**EXTRAIT DU TEXTE:**
────────
S'il est exact que la légitimité tirée du Parlement est supérieure, confier la procédure de nomination d'une autorité chargée de contrôler les comptes des élus aux personnes soumises à ce contrôle me semble néanmoins peu souhaitable.

Enfin, l'exécutif n'a aucune part dans la désignation des membres de ces commissions puisqu'il s'agit des trois plus hauts magistrats de France.

Bernard MALIGNER

Comment une autorité personnelle investie dans les conditions que vous décrivez pourrait-elle avoir de l'autorité auprès du premier vice-président du Conseil d'Etat, de la Cour des comptes et de la Cour de Cassation ? Désigner un président de tribunal de grande instance à la tête de l'autorité dont vous préconisez l'existence poserait problème. Quant au manque de visibilité que vous regrettez, il est imputable avant tout à la loi, donc à la décision des parlementaires qui l'ont élaborée. Enfin, conférer la compétence du découpage électoral à une autorité administrative indépendante me fait craindre que cette instance doive composer avec les principes résultant de la Constitution.
────────
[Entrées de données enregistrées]

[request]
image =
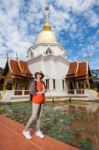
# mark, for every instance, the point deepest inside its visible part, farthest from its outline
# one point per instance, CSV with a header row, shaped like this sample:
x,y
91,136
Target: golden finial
x,y
46,25
16,55
7,55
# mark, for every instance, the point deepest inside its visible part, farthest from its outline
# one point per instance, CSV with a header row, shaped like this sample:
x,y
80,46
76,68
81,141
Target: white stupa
x,y
48,56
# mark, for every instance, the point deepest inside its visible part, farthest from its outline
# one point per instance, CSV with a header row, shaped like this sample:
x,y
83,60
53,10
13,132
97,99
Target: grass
x,y
57,122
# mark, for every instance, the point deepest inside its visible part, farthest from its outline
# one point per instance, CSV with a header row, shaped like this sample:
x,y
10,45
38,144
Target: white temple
x,y
48,56
63,79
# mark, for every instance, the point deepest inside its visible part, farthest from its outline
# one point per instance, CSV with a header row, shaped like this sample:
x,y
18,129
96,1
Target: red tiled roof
x,y
82,70
18,68
73,67
24,67
78,70
14,68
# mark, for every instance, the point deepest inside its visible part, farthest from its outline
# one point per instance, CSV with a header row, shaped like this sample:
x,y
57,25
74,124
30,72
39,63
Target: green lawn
x,y
60,120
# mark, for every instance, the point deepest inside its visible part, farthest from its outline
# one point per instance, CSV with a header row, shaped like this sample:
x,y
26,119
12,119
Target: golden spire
x,y
16,56
46,25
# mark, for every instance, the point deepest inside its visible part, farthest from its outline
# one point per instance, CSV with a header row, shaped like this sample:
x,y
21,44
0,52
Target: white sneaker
x,y
40,134
27,134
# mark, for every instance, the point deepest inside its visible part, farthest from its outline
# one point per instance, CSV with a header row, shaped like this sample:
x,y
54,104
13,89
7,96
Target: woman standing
x,y
38,100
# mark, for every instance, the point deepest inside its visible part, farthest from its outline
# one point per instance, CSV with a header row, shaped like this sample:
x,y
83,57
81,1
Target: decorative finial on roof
x,y
7,55
47,25
16,56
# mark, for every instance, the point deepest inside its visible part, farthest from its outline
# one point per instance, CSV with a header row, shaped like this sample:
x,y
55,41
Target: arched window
x,y
54,84
48,52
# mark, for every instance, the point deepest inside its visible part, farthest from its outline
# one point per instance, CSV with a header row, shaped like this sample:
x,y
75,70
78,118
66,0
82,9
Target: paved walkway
x,y
11,138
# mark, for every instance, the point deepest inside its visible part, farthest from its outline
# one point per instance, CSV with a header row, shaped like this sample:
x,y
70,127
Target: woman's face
x,y
39,76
────────
**CONSIGNE 1:**
Pourriez-vous recopier, dans le texte sur l'autorité de contrôle des comptes des élus, tout ce qui va de « S'il est exact » jusqu'à « néanmoins peu souhaitable. », en substituant « Sénat » à « Parlement » ?
**CONSIGNE 2:**
Pouvez-vous prolonger le texte sur l'autorité de contrôle des comptes des élus au-delà de sa dernière phrase ?
Les entrées ne sont d'aucune utilité ici.

**RÉPONSE ATTENDUE 1:**
S'il est exact que la légitimité tirée du Sénat est supérieure, confier la procédure de nomination d'une autorité chargée de contrôler les comptes des élus aux personnes soumises à ce contrôle me semble néanmoins peu souhaitable.

**RÉPONSE ATTENDUE 2:**
René DOSIÈRE

L'attribution d'une compétence en matière de découpage électoral suppose effectivement une révision de la Constitution, qui n'est pas nécessaire, néanmoins, pour les autres compétences. Notre proposition a pour objectif de moderniser notre démocratie. En France, la culture politique n'est pas celle du compromis, mais de la majorité. Mes propos ne mettent pas en cause les responsables éminents des trois Commissions de la vie politique. Ma critique porte sur le fait que le Parlement n'est pas allé au bout de sa démarche. Dès qu'on aborde ces questions, il est difficile de progresser. C'est pourquoi une personnalité nommée par la majorité du Parlement me semblerait plus à même d'entraîner des changements et de sortir des questions du domaine partisan.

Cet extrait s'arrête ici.